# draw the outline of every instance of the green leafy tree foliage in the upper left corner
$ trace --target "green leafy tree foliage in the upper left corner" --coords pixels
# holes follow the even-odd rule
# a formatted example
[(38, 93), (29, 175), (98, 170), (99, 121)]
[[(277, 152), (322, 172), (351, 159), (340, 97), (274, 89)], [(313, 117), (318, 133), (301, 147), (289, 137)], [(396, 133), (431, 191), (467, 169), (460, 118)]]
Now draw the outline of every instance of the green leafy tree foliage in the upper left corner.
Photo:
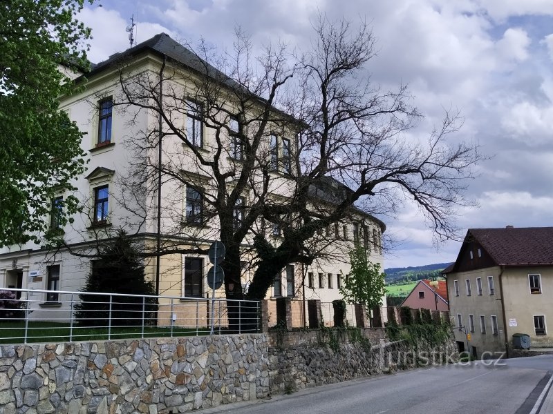
[[(72, 72), (88, 66), (90, 30), (75, 19), (84, 0), (4, 0), (0, 5), (0, 247), (48, 231), (52, 200), (71, 192), (84, 172), (82, 132), (58, 110), (72, 92)], [(64, 226), (78, 201), (64, 195), (56, 220)]]

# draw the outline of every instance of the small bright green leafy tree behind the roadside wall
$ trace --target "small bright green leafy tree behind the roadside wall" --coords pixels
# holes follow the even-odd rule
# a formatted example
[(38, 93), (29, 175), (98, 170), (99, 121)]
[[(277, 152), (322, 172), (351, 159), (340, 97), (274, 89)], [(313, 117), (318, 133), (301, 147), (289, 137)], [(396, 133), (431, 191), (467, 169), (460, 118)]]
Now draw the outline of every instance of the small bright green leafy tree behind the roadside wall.
[(371, 309), (382, 303), (384, 273), (380, 264), (373, 264), (363, 246), (355, 245), (350, 252), (351, 270), (340, 288), (340, 294), (350, 304), (365, 304)]

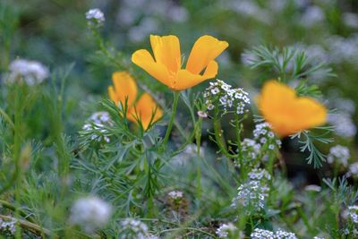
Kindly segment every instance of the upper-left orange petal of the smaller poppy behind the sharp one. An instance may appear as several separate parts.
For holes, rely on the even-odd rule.
[[[115,85],[115,90],[111,90],[110,97],[111,94],[112,96],[115,94],[116,103],[121,101],[123,105],[125,103],[125,98],[128,98],[127,104],[129,107],[132,106],[132,103],[135,101],[138,94],[137,84],[132,76],[127,72],[116,72],[112,74],[112,81]]]

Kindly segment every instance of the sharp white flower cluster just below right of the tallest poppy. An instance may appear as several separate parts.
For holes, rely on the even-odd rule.
[[[204,92],[205,104],[209,110],[215,106],[224,107],[226,113],[227,109],[235,107],[235,112],[239,115],[243,115],[244,107],[250,104],[248,95],[242,88],[232,89],[231,85],[220,80],[210,82],[209,88]]]

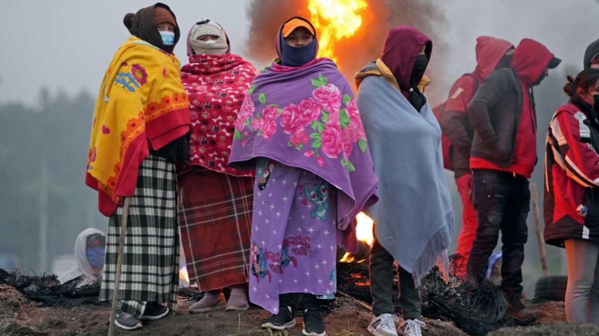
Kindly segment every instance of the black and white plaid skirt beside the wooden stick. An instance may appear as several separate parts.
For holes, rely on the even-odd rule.
[[[140,165],[131,197],[120,274],[119,300],[167,303],[175,310],[179,292],[177,176],[173,164],[149,155]],[[100,300],[111,301],[123,208],[110,217]],[[132,303],[129,303],[131,306]],[[144,307],[145,304],[138,305]],[[143,313],[143,311],[141,311]]]

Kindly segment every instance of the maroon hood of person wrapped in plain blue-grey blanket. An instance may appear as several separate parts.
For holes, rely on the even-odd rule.
[[[380,58],[391,70],[402,90],[410,90],[410,76],[420,48],[431,60],[432,41],[420,30],[411,26],[397,26],[389,29],[383,56]]]

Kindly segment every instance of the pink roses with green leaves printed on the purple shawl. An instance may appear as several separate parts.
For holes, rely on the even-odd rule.
[[[255,99],[247,96],[235,123],[234,138],[245,145],[249,129],[268,140],[277,133],[280,124],[283,133],[289,136],[287,145],[304,151],[307,160],[316,160],[320,167],[325,167],[325,158],[340,159],[341,165],[353,172],[355,167],[350,162],[350,155],[354,145],[359,146],[362,154],[367,149],[356,100],[343,94],[334,84],[328,84],[323,75],[313,78],[312,84],[312,97],[305,97],[297,105],[279,106],[268,103],[264,93],[253,94],[257,97],[256,104],[264,105],[262,112],[257,114]]]

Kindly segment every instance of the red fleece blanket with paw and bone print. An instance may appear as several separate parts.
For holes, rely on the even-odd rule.
[[[234,176],[253,176],[252,171],[226,164],[237,114],[256,75],[256,68],[235,54],[189,56],[189,64],[181,68],[191,115],[189,159],[180,172],[190,164]]]

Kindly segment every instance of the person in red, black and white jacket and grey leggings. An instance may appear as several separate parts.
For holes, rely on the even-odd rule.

◆ ◆ ◆ ◆ ◆ ◆ ◆

■ What is required: Please print every record exactly as written, without the pictures.

■ Task solution:
# draw the outline of every instance of the green leafy tree foliage in the upper left corner
$ trace --target "green leafy tree foliage in the upper left corner" --coords pixels
# holes follow the even-odd rule
# a formatted example
[(38, 93), (29, 175), (98, 170), (99, 121)]
[[(277, 152), (322, 172), (351, 159), (340, 97), (274, 89)], [(313, 117), (318, 133), (301, 147), (289, 137)], [(396, 133), (431, 191), (467, 169), (460, 118)]]
Now draw the outline of every instance of the green leafy tree foliage in the upper left corner.
Photo:
[[(72, 72), (88, 66), (90, 30), (75, 19), (84, 0), (4, 0), (0, 5), (0, 247), (48, 231), (52, 200), (71, 192), (84, 172), (82, 132), (58, 110), (72, 92)], [(64, 226), (78, 201), (64, 195), (56, 220)]]

# draw the outline of every instance of the small bright green leafy tree behind the roadside wall
$ trace --target "small bright green leafy tree behind the roadside wall" --coords pixels
# holes follow the even-odd rule
# a formatted example
[(38, 93), (29, 175), (98, 170), (99, 121)]
[[(277, 152), (322, 172), (351, 159), (340, 97), (274, 89)], [(313, 117), (318, 133), (301, 147), (289, 137)], [(396, 133), (431, 191), (467, 169), (460, 118)]]
Now draw the outline of every instance of the small bright green leafy tree behind the roadside wall.
[(371, 309), (382, 303), (384, 273), (380, 264), (373, 264), (363, 246), (355, 245), (350, 252), (351, 270), (340, 288), (340, 294), (350, 304), (365, 304)]

Kindly segment every instance of the upper-left orange petal of the smaller poppy behind the sharp one. An instance may appear as several separate parts.
For holes, rely on the even-odd rule.
[[[115,85],[115,90],[111,90],[110,97],[111,94],[112,96],[115,94],[116,103],[121,101],[123,105],[125,103],[125,98],[128,98],[127,104],[129,107],[132,106],[132,103],[135,101],[138,94],[137,84],[132,76],[127,72],[116,72],[112,74],[112,81]]]

Kindly segment every instance of the sharp white flower cluster just below right of the tallest poppy. An instance may appear as several separate parts.
For holes, rely on the even-odd rule.
[[[204,92],[205,104],[209,110],[215,106],[224,107],[226,113],[227,109],[235,107],[235,112],[239,115],[243,115],[244,107],[250,104],[248,95],[242,88],[232,89],[231,85],[220,80],[210,82],[209,88]]]

Kindly segment every instance of the black and white plaid skirt beside the wooden stick. An instance may appear as several separate parts.
For holes, rely on the even-odd rule.
[[[140,165],[131,197],[120,274],[119,300],[167,303],[175,310],[179,292],[177,176],[173,164],[149,155]],[[100,300],[111,301],[123,208],[110,217]],[[132,303],[129,303],[131,306]],[[144,307],[145,304],[138,305]],[[143,313],[143,311],[141,311]]]

Kindly segment every instance of the maroon hood of person wrapped in plain blue-grey blanket. An instance may appear as several separate parts.
For holes, rely on the even-odd rule.
[[[380,58],[391,70],[402,90],[410,90],[410,76],[420,48],[431,60],[432,41],[420,30],[411,26],[397,26],[389,29],[383,56]]]

Kindly segment every instance of the pink roses with green leaves printed on the purple shawl. An instance may appear as several separate parts.
For holes, rely on the even-odd rule.
[[[255,99],[247,96],[235,123],[234,138],[245,145],[249,129],[268,140],[277,133],[280,124],[283,133],[289,136],[287,145],[304,151],[307,160],[316,160],[320,167],[325,167],[325,158],[340,159],[341,165],[353,172],[355,167],[350,162],[350,155],[354,145],[359,146],[362,154],[367,149],[356,100],[343,94],[334,84],[328,84],[323,75],[313,78],[312,84],[312,97],[305,97],[297,105],[279,106],[268,103],[264,93],[253,94],[257,97],[256,104],[264,105],[262,112],[257,114]]]

Kindly segment every instance of the red fleece blanket with paw and bone print. An instance may appear as several separate parts.
For holes, rely on the even-odd rule.
[[[234,176],[253,176],[252,171],[226,164],[237,114],[256,75],[256,68],[235,54],[189,56],[189,64],[181,68],[191,115],[189,159],[180,172],[190,164]]]

Kindly segment every instance of the person in red, black and white jacket and grey leggings. An instance may appear as several separate parts.
For holes, rely on the even-odd rule.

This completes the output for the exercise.